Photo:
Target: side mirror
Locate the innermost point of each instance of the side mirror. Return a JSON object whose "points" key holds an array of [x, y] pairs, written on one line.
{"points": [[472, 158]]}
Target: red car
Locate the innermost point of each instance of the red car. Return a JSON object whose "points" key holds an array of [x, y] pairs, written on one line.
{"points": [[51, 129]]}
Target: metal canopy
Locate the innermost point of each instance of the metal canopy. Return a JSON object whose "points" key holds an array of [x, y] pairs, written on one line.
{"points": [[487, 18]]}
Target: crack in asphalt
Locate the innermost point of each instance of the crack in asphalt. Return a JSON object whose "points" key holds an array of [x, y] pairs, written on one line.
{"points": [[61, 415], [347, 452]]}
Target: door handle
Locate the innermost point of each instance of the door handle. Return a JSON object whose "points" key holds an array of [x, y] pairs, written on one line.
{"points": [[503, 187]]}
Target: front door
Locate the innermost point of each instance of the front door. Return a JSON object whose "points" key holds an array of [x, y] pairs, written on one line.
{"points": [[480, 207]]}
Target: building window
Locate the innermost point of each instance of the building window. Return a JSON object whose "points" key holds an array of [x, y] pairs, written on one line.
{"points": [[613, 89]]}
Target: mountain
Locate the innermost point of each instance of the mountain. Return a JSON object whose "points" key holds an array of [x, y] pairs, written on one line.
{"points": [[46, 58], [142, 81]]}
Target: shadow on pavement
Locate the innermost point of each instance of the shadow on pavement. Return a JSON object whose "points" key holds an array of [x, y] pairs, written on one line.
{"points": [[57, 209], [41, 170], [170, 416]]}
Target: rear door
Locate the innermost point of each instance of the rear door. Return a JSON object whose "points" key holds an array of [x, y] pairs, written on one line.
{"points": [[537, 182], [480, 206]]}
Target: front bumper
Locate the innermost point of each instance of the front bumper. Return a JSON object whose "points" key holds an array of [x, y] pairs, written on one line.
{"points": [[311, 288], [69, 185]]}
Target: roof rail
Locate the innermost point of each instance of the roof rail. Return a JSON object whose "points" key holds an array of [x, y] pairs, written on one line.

### Work request
Take from the material above the lines running from the one with "Target: side mirror" through the one with "Target: red car", and repeat them exactly, with nothing else.

### Answer to this exercise
Target: side mirror
Locate the innermost point of each instance of the side mirror. Return a JSON object whose "points" key holds an array of [x, y] pairs, written on one line.
{"points": [[472, 158]]}
Target: red car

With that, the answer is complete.